Der erste deutsche Fernsehbericht über Hasselbachs Ausgang aus seiner selbstverschuldeten Bomberjacke und seiner Amerikanerwerdung, ein Kurzbeitrag von Tina Mendelsohn in der ORB- Sendung „Klartext“, konnte sich dann irgendwie auch gar nicht so richtig freuen über diese doch eigentlich begrüßenswerte Entwicklung. Das Leitmotiv des Beitrags war „Wes Brot ich eß', des Lied ich sing'.“ Die Anschuldigungen: Hasselbach lasse seine Rehabilitation „vermarkten“ und variiere seine Erzählung je nach Publikumsgeschmack, duze jeden und sei „als Person“ überhaupt nicht zugänglich. Was sie ihn als Person denn gerne gefragt hätte, wird auch nicht so recht klar. Frau Mendelsohn möchte mit ihrer Frage an Hasselbach „Wie hast du dir Juden vorgestellt?“ eigentlich auch lieber im vergangenen Horrormaterial stöbern als zu erfahren, wie man aus dem Ressentiment herausfindet. Wie gehabt, typisch deutsch: Es reicht nicht, etwas anderes zu machen, keine Ausländer mehr zu hetzen, keine Schlägereien mit Antifa-Bataillonen mehr anzuzetteln — man muß es auch ganz, ganz tief drinnen „als Person“ fühlen und bekennen.

■ Aufgabe A
Nenne alle Anschuldigungen gegen Hasselbach, die der Textauszug aufführt.
Der Textauszug und die Liste stammen aus unterschiedlichen Quellen.

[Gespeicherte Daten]
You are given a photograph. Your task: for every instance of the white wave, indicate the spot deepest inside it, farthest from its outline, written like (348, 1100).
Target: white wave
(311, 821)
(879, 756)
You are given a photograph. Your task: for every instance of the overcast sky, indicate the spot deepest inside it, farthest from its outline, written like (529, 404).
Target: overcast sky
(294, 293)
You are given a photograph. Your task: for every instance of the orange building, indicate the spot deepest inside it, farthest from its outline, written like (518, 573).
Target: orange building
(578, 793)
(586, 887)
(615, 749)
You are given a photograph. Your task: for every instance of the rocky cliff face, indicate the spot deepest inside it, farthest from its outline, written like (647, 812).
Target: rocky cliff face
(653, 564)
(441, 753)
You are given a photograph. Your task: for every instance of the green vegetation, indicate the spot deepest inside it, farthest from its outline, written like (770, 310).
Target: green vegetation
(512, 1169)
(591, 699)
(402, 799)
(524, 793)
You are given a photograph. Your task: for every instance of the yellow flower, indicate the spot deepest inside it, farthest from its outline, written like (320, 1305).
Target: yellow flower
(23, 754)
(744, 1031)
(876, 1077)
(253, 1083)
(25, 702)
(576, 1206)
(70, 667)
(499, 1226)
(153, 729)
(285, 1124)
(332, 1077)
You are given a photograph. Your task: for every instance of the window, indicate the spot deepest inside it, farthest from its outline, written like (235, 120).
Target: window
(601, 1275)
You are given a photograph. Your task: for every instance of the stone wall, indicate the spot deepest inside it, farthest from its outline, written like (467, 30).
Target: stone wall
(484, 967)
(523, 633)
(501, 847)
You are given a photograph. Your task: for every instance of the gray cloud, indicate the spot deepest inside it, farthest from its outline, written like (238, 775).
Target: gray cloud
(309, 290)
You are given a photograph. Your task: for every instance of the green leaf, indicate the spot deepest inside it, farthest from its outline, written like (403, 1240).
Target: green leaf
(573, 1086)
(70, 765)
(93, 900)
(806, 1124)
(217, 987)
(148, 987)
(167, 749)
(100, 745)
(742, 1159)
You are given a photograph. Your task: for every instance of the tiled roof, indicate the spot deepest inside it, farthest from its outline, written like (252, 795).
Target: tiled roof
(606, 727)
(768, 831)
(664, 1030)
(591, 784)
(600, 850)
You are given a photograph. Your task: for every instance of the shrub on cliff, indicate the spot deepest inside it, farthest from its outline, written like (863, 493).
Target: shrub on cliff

■ Aufgabe B
Tausche in der Liste „stone wall“ gegen „brick wall“ und lass alles andere unverändert. Gib bitte nur die Zeilen der Liste wieder, beginnend mit der Zeile, die „like (467, 30).“ enthält, und endend mit dem Schluss der Liste.

■ Lösung A
- Er lasse seine Rehabilitation „vermarkten“.
- Er variiere seine Erzählung je nach Publikumsgeschmack.
- Er duze jeden.
- Er sei „als Person“ überhaupt nicht zugänglich.

■ Lösung B
You are given a photograph. Your task: for every instance of the brick wall, indicate the spot deepest inside it, farthest from its outline, written like (467, 30).
Target: brick wall
(484, 967)
(523, 633)
(501, 847)
You are given a photograph. Your task: for every instance of the gray cloud, indicate the spot deepest inside it, farthest from its outline, written like (238, 775).
Target: gray cloud
(309, 290)
You are given a photograph. Your task: for every instance of the green leaf, indicate the spot deepest inside it, farthest from its outline, written like (403, 1240).
Target: green leaf
(573, 1086)
(70, 765)
(93, 900)
(806, 1124)
(217, 987)
(148, 987)
(167, 749)
(100, 745)
(742, 1159)
You are given a photograph. Your task: for every instance of the tiled roof, indicate the spot deepest inside it, farthest from its outline, written like (252, 795).
Target: tiled roof
(606, 727)
(768, 831)
(664, 1030)
(591, 784)
(600, 850)
You are given a photograph. Your task: for every instance of the shrub on cliff, indicate the spot deepest inside it, farthest from its outline, written like (863, 493).
Target: shrub on cliff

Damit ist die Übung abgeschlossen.